In the records below, find the line that contains "Could you please point to the seated" and the line that contains "Could you please point to the beige". Set down exactly those lines and every line between them, and nothing more.

··· INFORMATION GIVEN

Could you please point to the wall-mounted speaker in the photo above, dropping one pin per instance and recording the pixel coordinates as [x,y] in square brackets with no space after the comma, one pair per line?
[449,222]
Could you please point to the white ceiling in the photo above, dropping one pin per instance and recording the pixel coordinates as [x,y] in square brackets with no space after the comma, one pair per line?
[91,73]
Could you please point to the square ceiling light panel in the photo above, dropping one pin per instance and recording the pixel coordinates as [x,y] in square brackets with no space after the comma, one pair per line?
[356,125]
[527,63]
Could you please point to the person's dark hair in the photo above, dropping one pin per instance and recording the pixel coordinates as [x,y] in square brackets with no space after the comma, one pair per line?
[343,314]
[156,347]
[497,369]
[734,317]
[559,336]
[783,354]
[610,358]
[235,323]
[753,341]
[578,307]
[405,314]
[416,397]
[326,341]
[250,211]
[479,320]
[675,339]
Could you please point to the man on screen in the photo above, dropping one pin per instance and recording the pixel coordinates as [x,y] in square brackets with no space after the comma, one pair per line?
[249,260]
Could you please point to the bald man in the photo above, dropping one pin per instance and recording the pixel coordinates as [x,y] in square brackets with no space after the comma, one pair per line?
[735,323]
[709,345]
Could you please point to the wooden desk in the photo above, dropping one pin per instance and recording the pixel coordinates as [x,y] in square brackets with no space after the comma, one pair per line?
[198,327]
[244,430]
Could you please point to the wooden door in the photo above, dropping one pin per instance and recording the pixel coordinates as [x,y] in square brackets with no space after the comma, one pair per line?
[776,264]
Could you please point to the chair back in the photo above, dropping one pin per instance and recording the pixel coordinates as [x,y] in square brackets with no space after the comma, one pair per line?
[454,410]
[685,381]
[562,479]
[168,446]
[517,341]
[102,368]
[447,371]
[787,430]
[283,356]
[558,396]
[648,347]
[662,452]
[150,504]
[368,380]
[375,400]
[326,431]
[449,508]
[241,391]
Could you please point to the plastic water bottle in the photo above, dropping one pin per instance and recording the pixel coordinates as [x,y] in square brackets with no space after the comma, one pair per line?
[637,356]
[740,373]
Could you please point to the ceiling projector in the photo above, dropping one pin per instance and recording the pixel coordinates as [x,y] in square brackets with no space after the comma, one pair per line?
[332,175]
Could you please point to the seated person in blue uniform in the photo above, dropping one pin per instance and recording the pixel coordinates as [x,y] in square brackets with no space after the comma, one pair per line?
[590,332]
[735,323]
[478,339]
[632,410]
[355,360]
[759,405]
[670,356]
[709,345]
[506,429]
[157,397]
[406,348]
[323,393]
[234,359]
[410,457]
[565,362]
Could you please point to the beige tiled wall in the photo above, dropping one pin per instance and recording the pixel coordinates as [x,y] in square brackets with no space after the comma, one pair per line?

······
··· INFORMATION GIVEN

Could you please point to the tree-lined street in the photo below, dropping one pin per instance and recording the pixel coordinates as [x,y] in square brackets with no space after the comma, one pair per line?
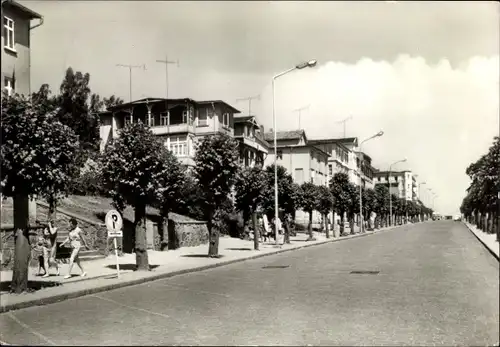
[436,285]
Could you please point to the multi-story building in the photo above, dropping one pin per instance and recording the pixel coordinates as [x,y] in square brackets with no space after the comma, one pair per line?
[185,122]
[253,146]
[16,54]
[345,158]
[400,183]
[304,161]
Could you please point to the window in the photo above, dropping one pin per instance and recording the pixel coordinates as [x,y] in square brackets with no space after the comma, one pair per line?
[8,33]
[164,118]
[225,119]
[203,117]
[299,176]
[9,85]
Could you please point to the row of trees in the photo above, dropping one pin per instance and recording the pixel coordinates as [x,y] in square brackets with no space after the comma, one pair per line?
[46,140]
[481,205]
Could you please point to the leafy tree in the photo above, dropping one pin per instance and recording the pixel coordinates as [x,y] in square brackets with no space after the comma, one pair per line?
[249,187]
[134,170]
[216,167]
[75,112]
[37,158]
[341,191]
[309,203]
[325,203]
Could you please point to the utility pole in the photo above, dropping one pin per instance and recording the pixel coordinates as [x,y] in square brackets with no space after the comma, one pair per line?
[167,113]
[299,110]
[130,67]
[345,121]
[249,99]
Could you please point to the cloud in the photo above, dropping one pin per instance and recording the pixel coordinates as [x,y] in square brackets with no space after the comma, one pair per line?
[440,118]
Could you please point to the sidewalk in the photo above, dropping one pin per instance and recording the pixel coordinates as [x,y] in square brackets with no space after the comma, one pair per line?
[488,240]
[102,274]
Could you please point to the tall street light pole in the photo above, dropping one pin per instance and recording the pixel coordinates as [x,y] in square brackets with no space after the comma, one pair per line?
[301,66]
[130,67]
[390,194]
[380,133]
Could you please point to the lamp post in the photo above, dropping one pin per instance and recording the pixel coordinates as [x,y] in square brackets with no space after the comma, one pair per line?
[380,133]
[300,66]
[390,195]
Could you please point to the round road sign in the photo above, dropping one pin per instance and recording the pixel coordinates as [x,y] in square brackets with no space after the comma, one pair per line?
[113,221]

······

WRITTEN REPLY —
Could you please point to the seated person in blue uniform in the photo above, dropping one pin per instance and recording the pixel coordinates as [x,y] in square brackets with no space after the comma, one pair per line?
[590,332]
[735,323]
[478,339]
[632,410]
[355,360]
[759,405]
[670,356]
[709,345]
[506,429]
[157,397]
[406,348]
[323,393]
[234,359]
[410,457]
[565,362]
Could you please point to the beige tiled wall in the photo above, dropping one pin per instance and recording the pixel coordinates as [x,y] in square brackets with no space after the comma, one pair per line?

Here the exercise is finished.